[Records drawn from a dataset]
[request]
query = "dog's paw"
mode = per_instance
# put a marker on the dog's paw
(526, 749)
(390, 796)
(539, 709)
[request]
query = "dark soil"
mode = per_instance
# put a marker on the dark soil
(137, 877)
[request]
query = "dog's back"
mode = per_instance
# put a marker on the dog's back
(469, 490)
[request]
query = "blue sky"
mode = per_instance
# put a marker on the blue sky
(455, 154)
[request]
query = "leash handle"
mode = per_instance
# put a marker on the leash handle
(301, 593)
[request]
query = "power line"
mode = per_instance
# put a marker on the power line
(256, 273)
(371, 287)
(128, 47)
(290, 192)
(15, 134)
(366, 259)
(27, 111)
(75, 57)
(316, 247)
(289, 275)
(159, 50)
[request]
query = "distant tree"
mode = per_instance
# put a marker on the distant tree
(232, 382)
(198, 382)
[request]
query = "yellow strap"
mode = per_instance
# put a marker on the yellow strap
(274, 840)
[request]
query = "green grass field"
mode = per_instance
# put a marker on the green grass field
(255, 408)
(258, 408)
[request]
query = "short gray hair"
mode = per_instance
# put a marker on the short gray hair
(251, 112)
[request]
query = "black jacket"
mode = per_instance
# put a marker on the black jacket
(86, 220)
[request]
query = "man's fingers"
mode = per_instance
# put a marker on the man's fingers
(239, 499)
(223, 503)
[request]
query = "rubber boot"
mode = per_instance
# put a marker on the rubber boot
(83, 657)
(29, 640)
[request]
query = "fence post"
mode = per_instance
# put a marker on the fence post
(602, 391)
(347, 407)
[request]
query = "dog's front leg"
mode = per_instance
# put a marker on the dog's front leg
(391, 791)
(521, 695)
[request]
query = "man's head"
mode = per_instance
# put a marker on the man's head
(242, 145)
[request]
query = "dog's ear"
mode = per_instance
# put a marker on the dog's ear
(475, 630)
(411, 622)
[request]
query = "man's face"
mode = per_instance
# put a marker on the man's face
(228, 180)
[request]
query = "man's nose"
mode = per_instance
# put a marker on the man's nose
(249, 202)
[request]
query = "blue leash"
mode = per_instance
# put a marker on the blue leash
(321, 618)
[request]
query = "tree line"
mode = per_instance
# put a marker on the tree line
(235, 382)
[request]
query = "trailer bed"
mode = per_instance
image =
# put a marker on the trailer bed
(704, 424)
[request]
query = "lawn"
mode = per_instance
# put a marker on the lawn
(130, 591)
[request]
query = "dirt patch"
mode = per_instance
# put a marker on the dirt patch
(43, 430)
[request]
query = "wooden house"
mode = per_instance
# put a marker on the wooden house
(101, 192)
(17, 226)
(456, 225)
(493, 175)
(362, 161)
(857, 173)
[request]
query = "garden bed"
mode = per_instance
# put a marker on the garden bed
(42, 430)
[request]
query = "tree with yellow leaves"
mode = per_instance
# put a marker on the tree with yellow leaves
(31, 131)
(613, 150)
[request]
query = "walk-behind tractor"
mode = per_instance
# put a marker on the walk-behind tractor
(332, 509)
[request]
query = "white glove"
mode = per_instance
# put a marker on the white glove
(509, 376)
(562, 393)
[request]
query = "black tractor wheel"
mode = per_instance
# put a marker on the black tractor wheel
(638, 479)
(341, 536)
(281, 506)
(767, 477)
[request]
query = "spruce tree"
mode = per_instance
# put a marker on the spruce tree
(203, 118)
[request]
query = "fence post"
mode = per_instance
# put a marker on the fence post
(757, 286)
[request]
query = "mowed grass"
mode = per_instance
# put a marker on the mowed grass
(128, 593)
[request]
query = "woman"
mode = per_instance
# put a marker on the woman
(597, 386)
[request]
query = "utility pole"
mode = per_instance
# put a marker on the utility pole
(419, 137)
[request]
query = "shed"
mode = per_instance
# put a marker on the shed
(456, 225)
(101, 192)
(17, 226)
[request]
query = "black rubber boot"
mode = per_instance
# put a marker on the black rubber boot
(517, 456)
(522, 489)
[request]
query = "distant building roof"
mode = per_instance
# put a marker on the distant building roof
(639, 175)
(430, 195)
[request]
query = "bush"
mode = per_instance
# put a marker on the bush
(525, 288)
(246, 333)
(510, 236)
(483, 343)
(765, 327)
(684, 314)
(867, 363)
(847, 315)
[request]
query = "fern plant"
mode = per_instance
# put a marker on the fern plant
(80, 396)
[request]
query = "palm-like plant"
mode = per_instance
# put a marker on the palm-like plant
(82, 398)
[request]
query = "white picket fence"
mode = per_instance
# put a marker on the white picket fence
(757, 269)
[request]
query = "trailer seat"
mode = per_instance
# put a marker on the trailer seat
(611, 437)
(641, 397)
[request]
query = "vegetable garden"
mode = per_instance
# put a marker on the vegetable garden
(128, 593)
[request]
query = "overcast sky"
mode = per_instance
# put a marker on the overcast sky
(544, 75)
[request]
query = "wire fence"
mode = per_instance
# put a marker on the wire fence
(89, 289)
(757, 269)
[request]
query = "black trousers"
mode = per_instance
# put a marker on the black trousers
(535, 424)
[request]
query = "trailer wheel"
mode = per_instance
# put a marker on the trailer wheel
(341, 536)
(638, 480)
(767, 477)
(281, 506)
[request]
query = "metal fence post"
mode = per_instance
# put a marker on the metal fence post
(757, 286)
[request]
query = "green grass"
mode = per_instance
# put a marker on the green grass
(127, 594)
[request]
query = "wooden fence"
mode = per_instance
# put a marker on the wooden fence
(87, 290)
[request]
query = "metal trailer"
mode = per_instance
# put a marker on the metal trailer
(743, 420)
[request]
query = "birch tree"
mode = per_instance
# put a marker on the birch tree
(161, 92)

• **To do**:
Copy out every entry exactly.

• **Solution to this problem**:
[request]
query = "dog's paw"
mode = per_instance
# put a marker on the dog's paw
(526, 749)
(390, 796)
(539, 709)
[request]
query = "dark soil"
mode = per_instance
# put a marker on the dark soil
(137, 877)
[request]
query = "dog's back"
mode = per_instance
# put a marker on the dog's back
(469, 490)
[request]
query = "blue sky"
mode = per_instance
# put a marker on the blue sky
(455, 154)
[request]
query = "leash handle"
mode = per_instance
# put a marker on the leash handle
(301, 593)
[request]
query = "power line"
mode = per_instance
# put a marker on the power line
(256, 273)
(371, 287)
(128, 47)
(290, 192)
(15, 134)
(366, 259)
(27, 111)
(75, 57)
(316, 247)
(289, 275)
(159, 50)
[request]
query = "distant tree"
mode = per_instance
# put a marker on the distant tree
(232, 382)
(198, 382)
[request]
query = "yellow strap"
mode = per_instance
# put a marker on the yellow strap
(274, 840)
[request]
query = "green grass field"
mode = per_instance
# put a marker on the green grass field
(255, 408)
(258, 408)
[request]
query = "short gray hair"
mode = per_instance
# put a marker on the short gray hair
(251, 112)
[request]
query = "black jacket"
mode = per_instance
# put a marker on the black jacket
(86, 220)
[request]
query = "man's fingers"
mode = per_instance
# put a marker on the man's fingers
(239, 499)
(223, 503)
[request]
query = "rubber boot"
mode = per_instance
# put a marker on the rubber boot
(83, 657)
(29, 640)
[request]
query = "fence post"
mode = per_instance
# put a marker on the fence post
(602, 391)
(347, 407)
[request]
query = "dog's front leg"
mode = per_instance
# put a marker on the dog's front leg
(391, 791)
(521, 695)
[request]
query = "man's head"
mode = per_instance
# put a marker on the man's head
(242, 145)
[request]
query = "dog's ear"
mode = per_instance
# put a marker on the dog's ear
(475, 630)
(411, 622)
[request]
query = "man's face"
mode = per_instance
# put a marker on the man's face
(228, 180)
[request]
query = "man's nose"
mode = per_instance
# put a marker on the man's nose
(249, 202)
[request]
query = "blue leash"
mode = per_instance
# put a marker on the blue leash
(321, 618)
[request]
query = "tree line"
mode = per_instance
# put a marker on the tree line
(235, 382)
[request]
query = "trailer bed"
mode = per_instance
image =
# put a marker on the trailer bed
(704, 424)
[request]
query = "lawn"
mode = per_instance
# put a marker on the lawn
(130, 591)
[request]
query = "dirt patch"
mode = per_instance
# put a marker on the dirt patch
(43, 430)
[request]
query = "wooden house"
mode = per_instance
# put a marker on the wooden house
(101, 192)
(17, 226)
(456, 225)
(493, 175)
(362, 161)
(857, 173)
[request]
query = "garden bed"
mode = per_instance
# put a marker on the garden bed
(42, 430)
[request]
query = "tree with yellow leaves"
mode = per_instance
# put a marker on the tree with yellow leaves
(31, 131)
(613, 150)
[request]
query = "walk-behind tractor"
mode = per_instance
# put a marker on the walk-behind tractor
(332, 509)
[request]
query = "white glove"
mode = per_instance
# put a marker on the white glove
(509, 376)
(562, 393)
[request]
query = "black tractor wheel"
mode = per_instance
# put a marker on the black tractor wheel
(638, 479)
(341, 536)
(281, 506)
(767, 477)
[request]
query = "spruce tree"
mode = per_instance
# put a marker on the spruce tree
(203, 118)
[request]
query = "fence post"
mode = per_instance
# put a marker on the fence post
(757, 286)
[request]
query = "mowed grass"
mode = per_instance
# put a marker on the mowed grass
(128, 593)
[request]
query = "woman"
mode = per_instance
# put a marker on the woman
(597, 386)
[request]
query = "utility pole"
mode = per_instance
# put a marker on the utility pole
(419, 137)
[request]
query = "shed"
mode = per_instance
# put a marker on the shed
(456, 225)
(101, 192)
(17, 226)
[request]
query = "black rubber boot"
mode = per_instance
# put a marker on the black rubber boot
(517, 456)
(522, 489)
[request]
query = "distant building roof"
mode = per_instance
# put a marker on the distant building roof
(639, 175)
(430, 195)
[request]
query = "bush"
mode = per_instance
# put a marker on the bush
(525, 288)
(246, 333)
(510, 236)
(483, 343)
(765, 327)
(684, 314)
(867, 363)
(847, 315)
[request]
query = "fern plant"
mode = per_instance
# put a marker on the fern plant
(80, 396)
[request]
query = "palm-like plant"
mode = per_instance
# put a marker on the palm-like plant
(82, 398)
[request]
query = "white picket fence"
mode = per_instance
# put a marker on the white picket fence
(757, 269)
[request]
query = "trailer seat"
mode = per_instance
# put a marker on the trailer seat
(611, 437)
(641, 397)
[request]
query = "vegetable garden"
mode = per_instance
# put a marker on the vegetable garden
(128, 593)
[request]
query = "overcast sky"
mode = per_instance
# put a marker on the overcast sky
(544, 75)
[request]
query = "wire fence"
mode = per_instance
# put a marker on the wire fence
(89, 289)
(757, 269)
[request]
query = "black trousers"
mode = per_instance
# put a marker on the black trousers
(535, 424)
[request]
query = "trailer wheel"
mode = per_instance
# put a marker on the trailer wheel
(341, 536)
(638, 480)
(767, 477)
(281, 506)
[request]
query = "metal fence post"
mode = per_instance
# put a marker on the metal fence post
(757, 286)
[request]
query = "green grass"
mode = per_instance
# put a marker on the green grass
(127, 594)
[request]
query = "wooden fence"
mode = per_instance
# put a marker on the wooden fence
(87, 290)
[request]
query = "metal trailer"
mode = per_instance
# put a marker on the metal trailer
(743, 420)
[request]
query = "birch tree"
mode = per_instance
# put a marker on the birch tree
(161, 92)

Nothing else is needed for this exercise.